◆ Work instruction
Repeat every entry exactly as it stands. Omit the images.

===============

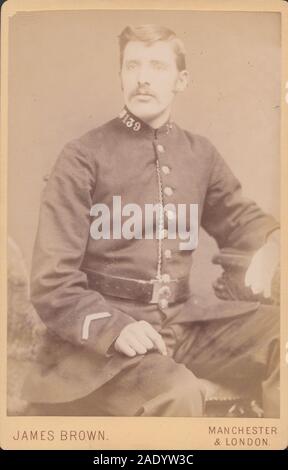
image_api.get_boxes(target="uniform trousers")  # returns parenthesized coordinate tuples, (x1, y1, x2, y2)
(25, 302, 280, 418)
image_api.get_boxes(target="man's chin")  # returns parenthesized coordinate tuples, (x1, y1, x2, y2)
(127, 102, 163, 123)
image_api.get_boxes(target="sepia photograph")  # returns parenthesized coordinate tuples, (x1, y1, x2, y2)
(1, 0, 287, 450)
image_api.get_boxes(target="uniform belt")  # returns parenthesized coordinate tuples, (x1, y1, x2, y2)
(85, 270, 191, 306)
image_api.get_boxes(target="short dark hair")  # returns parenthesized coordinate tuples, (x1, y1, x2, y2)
(119, 24, 186, 71)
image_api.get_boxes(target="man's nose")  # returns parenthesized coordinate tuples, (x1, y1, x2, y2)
(137, 65, 151, 86)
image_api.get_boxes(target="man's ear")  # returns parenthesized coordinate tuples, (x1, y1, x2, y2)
(175, 70, 189, 93)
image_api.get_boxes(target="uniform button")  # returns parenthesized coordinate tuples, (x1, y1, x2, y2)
(159, 298, 169, 309)
(161, 165, 170, 175)
(164, 187, 173, 197)
(164, 249, 172, 259)
(159, 229, 168, 239)
(156, 144, 165, 153)
(162, 273, 171, 283)
(165, 209, 175, 220)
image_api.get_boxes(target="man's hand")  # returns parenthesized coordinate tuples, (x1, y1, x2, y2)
(245, 230, 280, 298)
(114, 320, 167, 357)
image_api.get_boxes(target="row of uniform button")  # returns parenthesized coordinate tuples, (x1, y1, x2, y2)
(155, 145, 174, 248)
(156, 144, 173, 197)
(156, 146, 174, 226)
(154, 142, 175, 310)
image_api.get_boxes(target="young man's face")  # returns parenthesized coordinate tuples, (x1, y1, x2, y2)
(120, 40, 188, 124)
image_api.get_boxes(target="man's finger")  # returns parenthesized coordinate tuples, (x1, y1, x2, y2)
(143, 327, 167, 355)
(135, 332, 154, 350)
(153, 336, 167, 355)
(114, 338, 137, 357)
(129, 322, 161, 350)
(126, 335, 148, 355)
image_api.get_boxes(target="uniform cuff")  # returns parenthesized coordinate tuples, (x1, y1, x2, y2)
(80, 308, 137, 358)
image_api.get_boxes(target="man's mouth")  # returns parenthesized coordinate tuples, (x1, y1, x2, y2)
(133, 93, 155, 100)
(133, 90, 155, 97)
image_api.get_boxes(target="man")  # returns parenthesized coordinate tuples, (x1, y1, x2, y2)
(22, 24, 280, 417)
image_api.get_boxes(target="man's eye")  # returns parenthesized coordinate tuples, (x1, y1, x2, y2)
(126, 62, 138, 71)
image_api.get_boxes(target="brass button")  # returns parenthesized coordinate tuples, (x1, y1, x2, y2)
(162, 273, 171, 283)
(159, 298, 169, 309)
(164, 187, 173, 197)
(164, 249, 172, 259)
(159, 229, 168, 239)
(156, 144, 165, 153)
(165, 209, 175, 220)
(161, 165, 170, 175)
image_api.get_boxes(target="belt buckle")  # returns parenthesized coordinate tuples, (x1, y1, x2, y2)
(150, 279, 173, 306)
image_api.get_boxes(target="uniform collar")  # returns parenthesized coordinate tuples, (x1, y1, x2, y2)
(117, 106, 174, 138)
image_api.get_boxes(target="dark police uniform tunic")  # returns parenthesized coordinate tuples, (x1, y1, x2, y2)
(22, 109, 280, 416)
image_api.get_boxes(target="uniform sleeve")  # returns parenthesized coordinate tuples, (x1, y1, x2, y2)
(201, 142, 279, 251)
(30, 140, 136, 358)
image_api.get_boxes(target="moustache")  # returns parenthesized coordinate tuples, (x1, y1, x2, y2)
(131, 88, 156, 99)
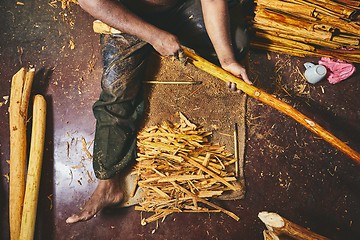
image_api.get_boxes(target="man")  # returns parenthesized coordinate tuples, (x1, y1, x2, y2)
(66, 0, 251, 224)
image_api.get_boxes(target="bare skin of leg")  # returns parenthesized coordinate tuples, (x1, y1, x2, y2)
(66, 175, 124, 224)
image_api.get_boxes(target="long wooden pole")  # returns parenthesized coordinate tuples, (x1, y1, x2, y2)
(182, 47, 360, 164)
(19, 95, 46, 240)
(9, 67, 35, 240)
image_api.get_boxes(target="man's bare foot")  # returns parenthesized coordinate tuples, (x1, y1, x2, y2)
(66, 177, 124, 224)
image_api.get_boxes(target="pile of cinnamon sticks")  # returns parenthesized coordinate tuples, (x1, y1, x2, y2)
(251, 0, 360, 62)
(134, 113, 241, 225)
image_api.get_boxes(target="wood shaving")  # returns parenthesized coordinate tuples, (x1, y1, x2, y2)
(48, 194, 53, 210)
(81, 137, 93, 159)
(3, 174, 10, 182)
(58, 0, 78, 9)
(68, 37, 75, 50)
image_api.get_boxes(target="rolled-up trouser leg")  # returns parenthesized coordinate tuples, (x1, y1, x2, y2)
(92, 34, 150, 180)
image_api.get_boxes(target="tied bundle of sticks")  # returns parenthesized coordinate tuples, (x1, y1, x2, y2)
(134, 112, 241, 225)
(251, 0, 360, 63)
(9, 67, 47, 240)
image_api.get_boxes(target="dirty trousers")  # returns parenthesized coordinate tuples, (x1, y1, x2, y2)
(92, 0, 247, 179)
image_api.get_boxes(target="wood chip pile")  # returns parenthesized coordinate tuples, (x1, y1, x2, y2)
(134, 113, 241, 225)
(251, 0, 360, 63)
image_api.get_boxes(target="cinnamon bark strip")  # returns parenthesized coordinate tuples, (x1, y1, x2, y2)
(20, 95, 46, 240)
(9, 67, 35, 240)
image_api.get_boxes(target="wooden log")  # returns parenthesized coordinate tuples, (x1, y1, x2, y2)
(9, 67, 34, 240)
(258, 211, 329, 240)
(19, 95, 47, 240)
(182, 47, 360, 164)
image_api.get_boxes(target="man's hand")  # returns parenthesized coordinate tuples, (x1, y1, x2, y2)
(222, 62, 252, 93)
(222, 62, 252, 85)
(151, 31, 182, 56)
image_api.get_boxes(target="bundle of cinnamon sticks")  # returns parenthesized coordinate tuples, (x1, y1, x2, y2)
(251, 0, 360, 62)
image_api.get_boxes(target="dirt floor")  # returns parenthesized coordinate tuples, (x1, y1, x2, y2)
(1, 1, 360, 240)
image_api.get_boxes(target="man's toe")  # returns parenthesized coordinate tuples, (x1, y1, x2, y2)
(66, 214, 80, 224)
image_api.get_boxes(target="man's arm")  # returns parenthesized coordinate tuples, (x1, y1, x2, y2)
(200, 0, 252, 84)
(78, 0, 181, 55)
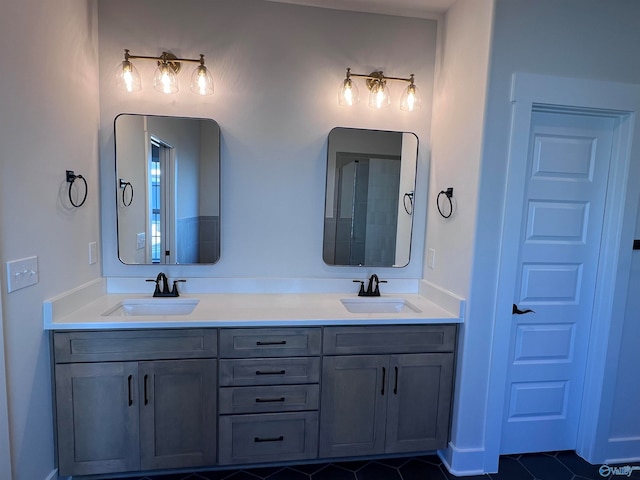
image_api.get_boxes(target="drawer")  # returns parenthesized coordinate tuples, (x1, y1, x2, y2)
(219, 357, 320, 386)
(218, 412, 318, 465)
(323, 325, 457, 355)
(53, 329, 217, 363)
(219, 384, 320, 414)
(219, 328, 321, 358)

===============

◆ Solution for this task
image_api.get_boxes(target="uniform trousers")  # returns parenthesized coordinate tuples, (x1, y1, x2, y2)
(25, 302, 280, 418)
image_api.get_boxes(target="man's chin")  # returns parenthesized coordinate tuples, (x1, y1, x2, y2)
(127, 102, 163, 123)
image_api.get_boxes(target="sepia photograph")  # returns parenthesized coordinate tuples, (x1, y1, x2, y2)
(1, 0, 287, 450)
image_api.get_boxes(target="uniform belt")  # returns parenthesized coordinate tuples, (x1, y1, x2, y2)
(85, 270, 191, 306)
image_api.get_boxes(target="short dark hair")  # returns parenthesized coordinate tuples, (x1, y1, x2, y2)
(119, 24, 186, 71)
image_api.get_boxes(target="man's nose")  # returns parenthesized coordinate tuples, (x1, y1, x2, y2)
(137, 65, 151, 86)
image_api.get_boxes(target="man's ear")  # returns parenthesized coordinate tuples, (x1, y1, x2, y2)
(175, 70, 189, 93)
image_api.get_boxes(target="uniform button")  # returns parenthesized coordinate tuples, (x1, y1, x2, y2)
(159, 298, 169, 309)
(161, 165, 170, 175)
(164, 187, 173, 197)
(164, 249, 172, 259)
(159, 229, 168, 239)
(156, 144, 165, 153)
(162, 273, 171, 283)
(165, 209, 175, 220)
image_api.get_boxes(target="man's hand")  # returns parenthesized coordinate tuples, (x1, y1, x2, y2)
(245, 230, 280, 298)
(114, 320, 167, 357)
image_api.get_boxes(target="row of uniform button")  # returns parenthesized coordinate tuples, (x1, y1, x2, y2)
(155, 145, 174, 248)
(156, 144, 173, 197)
(156, 146, 174, 226)
(154, 142, 175, 310)
image_api.get_boxes(target="young man's face")  # returns parenthesized coordinate tuples, (x1, y1, x2, y2)
(120, 40, 188, 124)
image_api.get_boxes(target="man's finger")  # returns parenthesized coordinate tuples, (x1, y1, x2, y2)
(143, 327, 167, 355)
(135, 332, 154, 350)
(153, 336, 167, 355)
(114, 338, 137, 357)
(129, 322, 161, 350)
(126, 335, 148, 355)
image_api.get_boxes(target="uniform cuff")  # returns parenthesized coordinate tuples, (x1, y1, x2, y2)
(80, 308, 137, 358)
image_api.get_boxes(target="man's mouth")  # returns parenthesized coordinate tuples, (x1, y1, x2, y2)
(133, 93, 155, 100)
(133, 90, 155, 97)
image_api.get_boxes(target="man")  # returns parenthesized coordinate tuples, (x1, y1, x2, y2)
(22, 24, 280, 417)
image_api.get_boxes(target="man's eye")  # returns parenthesized coordinate tuples, (x1, y1, x2, y2)
(126, 62, 138, 71)
image_api.get_boxes(target="brass button")  # returns parenthesized coordinate tuples, (x1, y1, x2, y2)
(162, 273, 171, 283)
(159, 298, 169, 309)
(164, 187, 173, 197)
(164, 249, 172, 259)
(159, 229, 168, 239)
(156, 144, 165, 153)
(165, 209, 175, 220)
(161, 165, 170, 175)
image_api.get_boxes(target="belt buckle")  # returns parenthesized coordinate tuples, (x1, y1, x2, y2)
(150, 279, 173, 306)
image_api.get_boxes(target="uniform collar")  # returns parenthesized coordinate tuples, (x1, y1, x2, y2)
(117, 106, 174, 138)
image_api.get_boxes(target="dark police uniform tunic")  # returns parenthesized coordinate tuples, (x1, y1, x2, y2)
(22, 109, 280, 416)
image_api.get_boxes(target="uniform sleeve")  # returns parenthesized coordinate tuples, (x1, y1, x2, y2)
(201, 142, 279, 251)
(30, 140, 136, 358)
image_api.get_boxes(target="moustache")  # returns parenthesized coordinate tuples, (x1, y1, x2, y2)
(131, 88, 156, 99)
image_api.get_boxes(target="man")  # returns parenthesized coordinate tuples, (x1, y1, x2, y2)
(66, 0, 251, 224)
image_api.get_boxes(target="bare skin of leg")  # returns parenthesized coordinate tuples, (x1, y1, x2, y2)
(66, 175, 124, 224)
image_api.get_boxes(target="long wooden pole")  # returns parenthesized coordinate tuples, (x1, y1, x2, y2)
(182, 47, 360, 164)
(19, 95, 46, 240)
(9, 67, 35, 240)
image_api.get_boxes(target="man's bare foot")  # returns parenthesized coordinate tuples, (x1, y1, x2, y2)
(66, 177, 124, 224)
image_api.get_boxes(target="pile of cinnamon sticks")  # returns parenthesized coordinate tuples, (x1, y1, x2, y2)
(251, 0, 360, 62)
(134, 113, 241, 225)
image_api.get_boxes(target="wood shaving")  # returns parenthesized coordinate tuples, (x1, y1, x2, y2)
(48, 194, 53, 210)
(81, 137, 93, 159)
(3, 174, 10, 182)
(58, 0, 78, 9)
(68, 37, 75, 50)
image_api.get_boxes(target="rolled-up trouser leg")  # returns parenthesized coordinate tuples, (x1, y1, x2, y2)
(92, 34, 150, 180)
image_api.get_boxes(target="tied bundle of sticks")  # returns parenthesized coordinate tuples, (x1, y1, x2, y2)
(134, 112, 241, 225)
(251, 0, 360, 63)
(9, 67, 47, 240)
image_api.get_boxes(target="dirty trousers")  # returns parenthesized coordinate tuples, (x1, y1, x2, y2)
(92, 0, 247, 179)
image_api.get_boxes(target="wood chip pile")  # returns parenthesized coordinate tuples, (x1, y1, x2, y2)
(134, 113, 241, 225)
(251, 0, 360, 63)
image_api.get_boxes(target="cinnamon bark strip")  # returns parenthesized coordinate tuples, (x1, y1, x2, y2)
(20, 95, 46, 240)
(9, 67, 35, 240)
image_api.get_boxes(target="wooden log")  # returns parenthesized coordinate tuples, (x1, y1, x2, y2)
(9, 67, 34, 240)
(258, 211, 329, 240)
(19, 95, 47, 240)
(182, 47, 360, 164)
image_api.get_boxes(target="man's hand")  # returns parenthesized coordinate tuples, (x1, y1, x2, y2)
(222, 62, 252, 93)
(222, 62, 252, 85)
(151, 31, 182, 56)
image_api.get_boxes(target="bundle of cinnamon sticks")  # returns parenthesized coordinate tuples, (x1, y1, x2, y2)
(251, 0, 360, 62)
image_api.get_boxes(target="dirt floor")  # returns parenthesized coordinate tuples, (x1, y1, x2, y2)
(1, 1, 360, 240)
image_api.get_boxes(target="man's toe")  # returns parenthesized coordinate tuples, (x1, y1, x2, y2)
(66, 214, 80, 224)
image_api.get_boxes(target="man's arm")  # returns parenthesized coordinate tuples, (x1, y1, x2, y2)
(200, 0, 252, 84)
(78, 0, 181, 55)
image_api.get_boxes(target="drawer")  # returns parenthesized coordinate tuples, (x1, y1, x2, y2)
(219, 357, 320, 386)
(218, 412, 318, 465)
(323, 325, 457, 355)
(53, 329, 217, 363)
(219, 384, 320, 414)
(219, 328, 321, 358)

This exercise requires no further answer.